<<<<

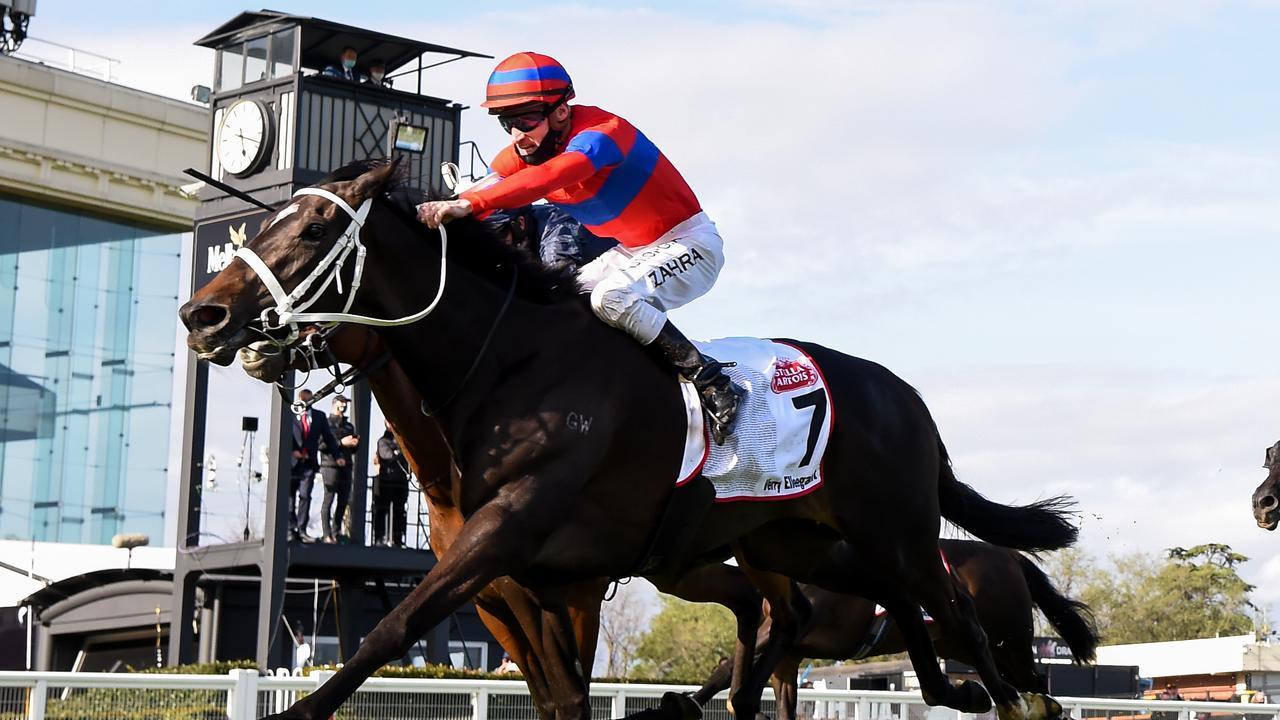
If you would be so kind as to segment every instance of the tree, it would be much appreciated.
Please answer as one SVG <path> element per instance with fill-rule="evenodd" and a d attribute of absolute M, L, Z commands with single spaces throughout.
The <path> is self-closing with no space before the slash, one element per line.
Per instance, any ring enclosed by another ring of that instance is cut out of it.
<path fill-rule="evenodd" d="M 1089 566 L 1078 560 L 1077 569 Z M 1093 608 L 1106 644 L 1240 635 L 1254 625 L 1253 586 L 1237 573 L 1246 560 L 1220 543 L 1170 548 L 1163 559 L 1115 556 L 1111 572 L 1081 572 L 1069 594 Z"/>
<path fill-rule="evenodd" d="M 700 682 L 721 658 L 733 655 L 733 614 L 713 604 L 695 604 L 667 595 L 636 650 L 639 677 Z"/>
<path fill-rule="evenodd" d="M 1048 555 L 1042 564 L 1045 574 L 1053 578 L 1058 592 L 1093 604 L 1084 596 L 1090 593 L 1090 588 L 1104 579 L 1104 573 L 1098 568 L 1093 556 L 1080 547 L 1069 547 Z M 1035 633 L 1044 636 L 1057 634 L 1039 609 L 1035 612 Z"/>
<path fill-rule="evenodd" d="M 605 677 L 625 678 L 635 665 L 636 649 L 648 619 L 643 592 L 635 583 L 620 585 L 613 599 L 600 608 Z"/>

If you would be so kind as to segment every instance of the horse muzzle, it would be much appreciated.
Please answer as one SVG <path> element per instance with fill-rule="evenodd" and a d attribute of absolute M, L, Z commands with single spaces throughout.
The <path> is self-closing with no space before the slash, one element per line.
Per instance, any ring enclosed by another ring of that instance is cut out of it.
<path fill-rule="evenodd" d="M 1253 519 L 1263 530 L 1275 530 L 1280 525 L 1280 501 L 1275 495 L 1259 488 L 1253 496 Z"/>
<path fill-rule="evenodd" d="M 1263 530 L 1274 531 L 1277 526 L 1280 526 L 1280 512 L 1275 510 L 1263 511 L 1255 509 L 1253 511 L 1253 519 L 1257 521 L 1258 527 Z"/>
<path fill-rule="evenodd" d="M 230 365 L 236 351 L 253 339 L 247 328 L 233 324 L 226 305 L 191 300 L 179 308 L 178 317 L 187 327 L 187 347 L 215 365 Z"/>
<path fill-rule="evenodd" d="M 275 343 L 258 341 L 240 348 L 240 367 L 245 374 L 265 383 L 276 382 L 284 375 L 288 365 L 287 351 Z"/>

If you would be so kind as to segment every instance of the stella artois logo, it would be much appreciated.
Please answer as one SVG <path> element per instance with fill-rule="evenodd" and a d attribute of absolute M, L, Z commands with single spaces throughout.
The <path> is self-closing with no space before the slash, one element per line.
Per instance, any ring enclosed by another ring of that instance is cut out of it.
<path fill-rule="evenodd" d="M 818 382 L 818 373 L 800 360 L 779 360 L 773 366 L 773 391 L 778 394 L 807 388 Z"/>

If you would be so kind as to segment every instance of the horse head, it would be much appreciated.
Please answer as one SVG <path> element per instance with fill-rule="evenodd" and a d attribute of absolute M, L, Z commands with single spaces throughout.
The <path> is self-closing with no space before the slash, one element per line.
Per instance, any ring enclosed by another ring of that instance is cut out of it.
<path fill-rule="evenodd" d="M 1253 519 L 1258 527 L 1275 530 L 1280 525 L 1280 442 L 1267 448 L 1267 479 L 1253 491 Z"/>
<path fill-rule="evenodd" d="M 397 165 L 372 164 L 352 179 L 300 190 L 178 311 L 188 347 L 201 360 L 229 365 L 250 345 L 260 356 L 295 345 L 300 323 L 337 314 L 321 308 L 351 310 L 364 262 L 361 231 Z M 264 374 L 282 371 L 278 360 L 267 364 Z"/>

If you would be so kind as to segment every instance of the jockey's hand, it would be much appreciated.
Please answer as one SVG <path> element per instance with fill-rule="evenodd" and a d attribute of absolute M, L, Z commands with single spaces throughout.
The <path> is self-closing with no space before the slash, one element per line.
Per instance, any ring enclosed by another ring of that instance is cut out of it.
<path fill-rule="evenodd" d="M 432 229 L 470 214 L 470 200 L 434 200 L 418 206 L 418 221 Z"/>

>>>>

• **Exercise goal**: In the material, find each line with the word "appreciated" and list it.

• **Response box**:
If you would be so kind as to segment every instance of the tree, it would be much appreciated.
If you would be so kind as to segment every instance of the horse muzzle, it would be much appreciated.
If you would be so kind as to segment every instance of the stella artois logo, it would be much appreciated.
If you would be so kind as to segment every instance of the horse head, it would be much appreciated.
If you would be so kind as to segment every instance of the jockey's hand, it would be much appreciated.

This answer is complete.